(ASSIGNMENT) Find the lines in the records below that contain "List", and report each of them.

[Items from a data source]
- Opening Delimiter -
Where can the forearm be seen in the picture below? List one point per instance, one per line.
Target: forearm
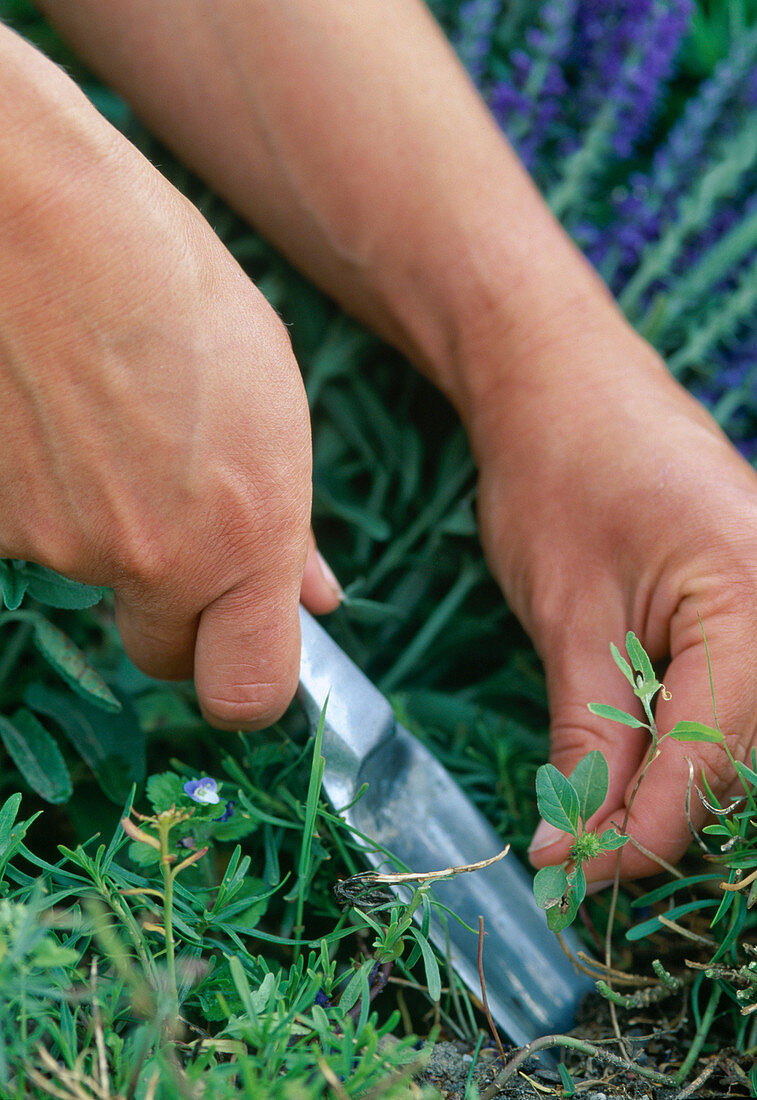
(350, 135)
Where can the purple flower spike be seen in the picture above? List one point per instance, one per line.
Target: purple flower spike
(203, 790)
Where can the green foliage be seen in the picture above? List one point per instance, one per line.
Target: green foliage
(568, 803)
- Closing Delimiter -
- Opening Delimiter -
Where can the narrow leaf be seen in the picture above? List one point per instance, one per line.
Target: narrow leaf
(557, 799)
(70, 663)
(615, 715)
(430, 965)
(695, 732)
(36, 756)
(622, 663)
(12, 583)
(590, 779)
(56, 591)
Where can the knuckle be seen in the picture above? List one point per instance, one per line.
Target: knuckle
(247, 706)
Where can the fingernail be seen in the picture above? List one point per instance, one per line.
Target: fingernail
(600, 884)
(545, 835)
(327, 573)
- Closing Delimiter -
(RESULT OF THE TASK)
Where can the forearm be seen in the picture below? List one point per instance, one per line.
Where can the purple flower spike be seen in the picture above? List one point per instance, one per line.
Where can the green foliage be seen in the picture above? List one point per instance, one per line.
Where can the narrow leaf be seen in the picture above? List one point per instance, one per line.
Where can the knuckle be seen in the picture above? List one point per instance, one per line.
Where can the fingernail be seen in the picture above? List one point per instance, one per line.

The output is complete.